指示 1:
矯正治療についての文章を読んで、次の問いに答えてください。
(a) 歯並びが悪いと、何になりやすくなりますか。
(b) ワイヤはどのくらいの間隔で調整しますか。
(c) マウスピースはどのくらいごとに交換しますか。
指示 2: 矯正治療についての文章のうち、「矯正はどうやって歯を動かすのか」から「ているという理由もあります。」までを、そのまま書き写してください。
指示 3:
次の文が矯正治療についての文章の内容と合っているかどうか、「はい」か「いいえ」で答えてください。それぞれ、決め手になる本文の言葉をそのまま引用してください。
(a) 欧米では日本より矯正治療が普及している。
(b) マウスピースは毎月交換する。

本文:
▼
矯正はどうやって歯を動かすのか
2018年12月16日
矯正はマウスピースやワイヤブラケット使って歯を動かす
矯正治療は悪い歯並びを治すための治療です。歯並びが悪いと見た目が良くないだけでなく、プラークが付着しやすく、虫歯や歯周病になりやすくなります。歯科治療費が日本と比べ高い欧米で矯正治療が日本より普及しているのは、美的な理由だけでなく、歯科治療が必要になるリスクをできるだけ避けようとしているという理由もあります。
矯正治療には、歯にワイヤを(ブラケット)を装着する方法と、マウスピースを装着する方法があります。ワイヤは毎月調整で少しづつワイヤの形を変えて歯を移動させるのに対し、マウスピース矯正はマウスピースを2週間程度ごとに交換して、目標とする歯並びに近づけていきます。
▲
抽出データ:
▼
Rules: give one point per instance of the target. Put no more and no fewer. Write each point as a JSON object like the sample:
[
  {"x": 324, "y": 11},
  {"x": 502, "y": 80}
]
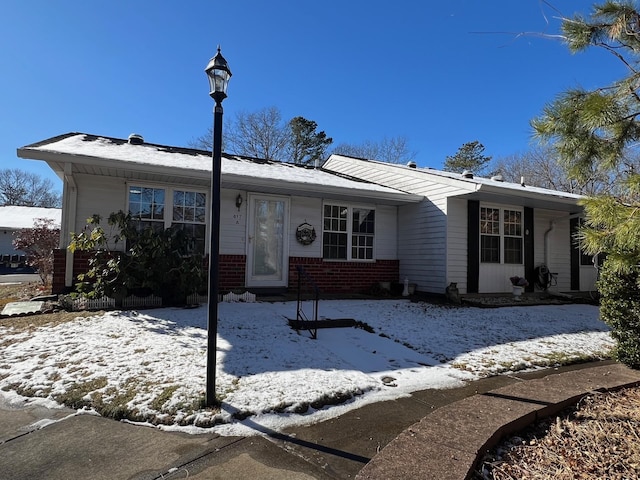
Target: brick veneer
▲
解答 1:
(a) 虫歯や歯周病
(b) 毎月
(c) 2週間程度ごと

解答 2:
矯正はどうやって歯を動かすのか
2018年12月16日
矯正はマウスピースやワイヤブラケット使って歯を動かす
矯正治療は悪い歯並びを治すための治療です。歯並びが悪いと見た目が良くないだけでなく、プラークが付着しやすく、虫歯や歯周病になりやすくなります。歯科治療費が日本と比べ高い欧米で矯正治療が日本より普及しているのは、美的な理由だけでなく、歯科治療が必要になるリスクをできるだけ避けようとしているという理由もあります。

解答 3:
(a) はい。「欧米で矯正治療が日本より普及している」
(b) いいえ。「マウスピース矯正はマウスピースを2週間程度ごとに交換して」